Excerpted passage
American anti-abortion activist (born 1981)

Terrisa Lin Bukovinac (born April 4, 1981) is an American anti-abortion activist. A member of the Democratic Party, she formerly served as president of Democrats for Life of America and was a candidate for the Democratic nomination for president of the United States in the 2024 New Jersey primary, with the intent of running a campaign to outlaw abortion. She is a subject of the 2022 documentary film Battleground which profiles three leading women in the anti-abortion movement.

== Activism ==
===2022 fetal remains incident===
On March 30, 2022, Washington DC police found the remains of 5 fetuses at the apartment of Lauren Handy, an anti-abortion activist associated with Bukovinac.

Entries provided
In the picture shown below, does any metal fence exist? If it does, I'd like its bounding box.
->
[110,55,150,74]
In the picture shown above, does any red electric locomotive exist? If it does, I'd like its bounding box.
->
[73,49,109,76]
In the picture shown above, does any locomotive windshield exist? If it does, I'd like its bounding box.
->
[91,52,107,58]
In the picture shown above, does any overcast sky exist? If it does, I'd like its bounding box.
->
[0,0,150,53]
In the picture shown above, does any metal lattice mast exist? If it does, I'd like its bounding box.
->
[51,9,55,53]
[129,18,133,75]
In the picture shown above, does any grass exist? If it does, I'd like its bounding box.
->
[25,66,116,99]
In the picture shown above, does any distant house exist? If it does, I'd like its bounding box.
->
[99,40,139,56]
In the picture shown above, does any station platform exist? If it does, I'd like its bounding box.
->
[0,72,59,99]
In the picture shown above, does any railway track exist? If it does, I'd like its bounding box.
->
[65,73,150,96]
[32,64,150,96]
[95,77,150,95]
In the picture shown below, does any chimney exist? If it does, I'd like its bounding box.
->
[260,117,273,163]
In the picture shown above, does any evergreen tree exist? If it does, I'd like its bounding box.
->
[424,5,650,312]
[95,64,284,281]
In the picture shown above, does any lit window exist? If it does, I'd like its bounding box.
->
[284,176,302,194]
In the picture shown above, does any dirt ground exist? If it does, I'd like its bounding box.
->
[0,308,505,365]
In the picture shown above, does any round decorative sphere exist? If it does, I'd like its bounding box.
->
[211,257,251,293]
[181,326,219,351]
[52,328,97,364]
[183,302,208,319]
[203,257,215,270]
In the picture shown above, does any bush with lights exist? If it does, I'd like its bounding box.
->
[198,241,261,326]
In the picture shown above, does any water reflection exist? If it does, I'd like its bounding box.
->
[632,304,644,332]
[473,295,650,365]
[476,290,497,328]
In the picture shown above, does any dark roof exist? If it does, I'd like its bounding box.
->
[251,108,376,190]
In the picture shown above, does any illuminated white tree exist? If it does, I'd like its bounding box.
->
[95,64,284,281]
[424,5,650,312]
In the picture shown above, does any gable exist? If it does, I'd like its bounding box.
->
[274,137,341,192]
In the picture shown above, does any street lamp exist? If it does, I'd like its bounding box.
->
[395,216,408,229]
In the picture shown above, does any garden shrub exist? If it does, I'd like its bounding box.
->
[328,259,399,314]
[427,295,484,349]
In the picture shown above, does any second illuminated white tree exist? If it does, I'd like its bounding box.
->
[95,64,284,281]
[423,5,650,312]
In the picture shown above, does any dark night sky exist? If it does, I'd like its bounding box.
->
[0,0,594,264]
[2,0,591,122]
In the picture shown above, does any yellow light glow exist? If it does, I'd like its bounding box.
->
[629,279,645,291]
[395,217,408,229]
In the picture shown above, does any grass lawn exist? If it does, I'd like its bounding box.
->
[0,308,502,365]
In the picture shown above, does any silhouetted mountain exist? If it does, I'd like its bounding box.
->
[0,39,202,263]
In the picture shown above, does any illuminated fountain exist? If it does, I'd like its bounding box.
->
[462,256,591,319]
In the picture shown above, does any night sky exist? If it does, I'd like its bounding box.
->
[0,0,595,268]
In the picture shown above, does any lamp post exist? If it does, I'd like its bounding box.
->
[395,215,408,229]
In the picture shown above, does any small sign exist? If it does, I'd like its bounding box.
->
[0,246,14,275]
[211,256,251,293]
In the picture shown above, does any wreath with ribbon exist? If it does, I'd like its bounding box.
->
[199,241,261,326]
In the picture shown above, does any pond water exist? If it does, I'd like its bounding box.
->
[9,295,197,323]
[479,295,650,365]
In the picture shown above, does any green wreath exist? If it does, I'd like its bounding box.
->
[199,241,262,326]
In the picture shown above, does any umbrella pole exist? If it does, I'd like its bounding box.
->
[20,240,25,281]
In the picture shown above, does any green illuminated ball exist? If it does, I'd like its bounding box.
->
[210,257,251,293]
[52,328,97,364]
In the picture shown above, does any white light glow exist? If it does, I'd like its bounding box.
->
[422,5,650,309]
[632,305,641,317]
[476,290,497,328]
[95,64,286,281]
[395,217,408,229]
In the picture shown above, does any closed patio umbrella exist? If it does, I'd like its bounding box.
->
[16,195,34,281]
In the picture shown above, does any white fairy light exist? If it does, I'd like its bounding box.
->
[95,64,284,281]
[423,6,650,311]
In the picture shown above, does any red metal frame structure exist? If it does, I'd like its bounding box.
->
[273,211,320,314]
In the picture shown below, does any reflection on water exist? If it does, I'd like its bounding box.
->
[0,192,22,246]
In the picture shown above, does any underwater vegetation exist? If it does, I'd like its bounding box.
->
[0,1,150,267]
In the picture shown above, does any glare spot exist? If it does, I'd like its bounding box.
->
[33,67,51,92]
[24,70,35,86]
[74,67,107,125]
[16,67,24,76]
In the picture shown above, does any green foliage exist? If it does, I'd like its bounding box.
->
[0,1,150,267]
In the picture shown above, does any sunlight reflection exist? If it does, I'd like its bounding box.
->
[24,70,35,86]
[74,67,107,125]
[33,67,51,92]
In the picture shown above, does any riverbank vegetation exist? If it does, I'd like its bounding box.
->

List of tasks
1) How would you render this sentence from the passage on Terrisa Bukovinac in Spanish: "She is a subject of the 2022 documentary film Battleground which profiles three leading women in the anti-abortion movement."
2) Does each statement below agree with the passage on Terrisa Bukovinac? Answer yes or no for each and quote the words that decide it.
(a) Bukovinac was born in 1981.
(b) Bukovinac is a member of the Republican Party.
(c) The fetal remains were found at Bukovinac's apartment.
3) Carry on the passage on Terrisa Bukovinac after its final sentence.

Responses by task
1) Es una de las protagonistas del documental de 2022 Battleground, que retrata a tres mujeres destacadas del movimiento antiaborto.

2)
(a) Yes: "born April 4, 1981"
(b) No: "A member of the Democratic Party"
(c) No: "at the apartment of Lauren Handy"

3)
Bukovinac and Handy stated that they were among 115 fetuses they had obtained on March 25, 2022 from a medical waste transportation company outside of the Washington Surgi-Clinic. According to Bukovinac, the women went to the clinic to perform what they call a “pink rose rescue” when they noticed a Curtis Bay Medical Waste Services truck outside. The women say they approached the driver of the truck and told him the packages he was transporting might contain fetal remains, and asked if he could hand over one of the boxes. The driver purportedly complied when they informed him they would give the remains "a proper burial and a funeral". Curtis Bay Medical Waste Services has refuted this claim, stating it does not transport fetal remains by company policy and has also denied that any package was ever handed over.

Bukovinac and Handy alleged that inside the box were 110 fetal remains that were the result of first trimester abortions, which were buried in a private cemetery with the help of a Catholic priest, along with the 5 others police had discovered in Handy's apartment. Bukovinac and Handy believed these 5 to be the result of third trimester partial-birth abortions, a procedure outlawed in 2003 by the Partial-Birth Abortion Ban Act. The activists said that their lawyer had asked the police to retrieve the remaining fetuses from Handy's home as evidence of violation of federal law.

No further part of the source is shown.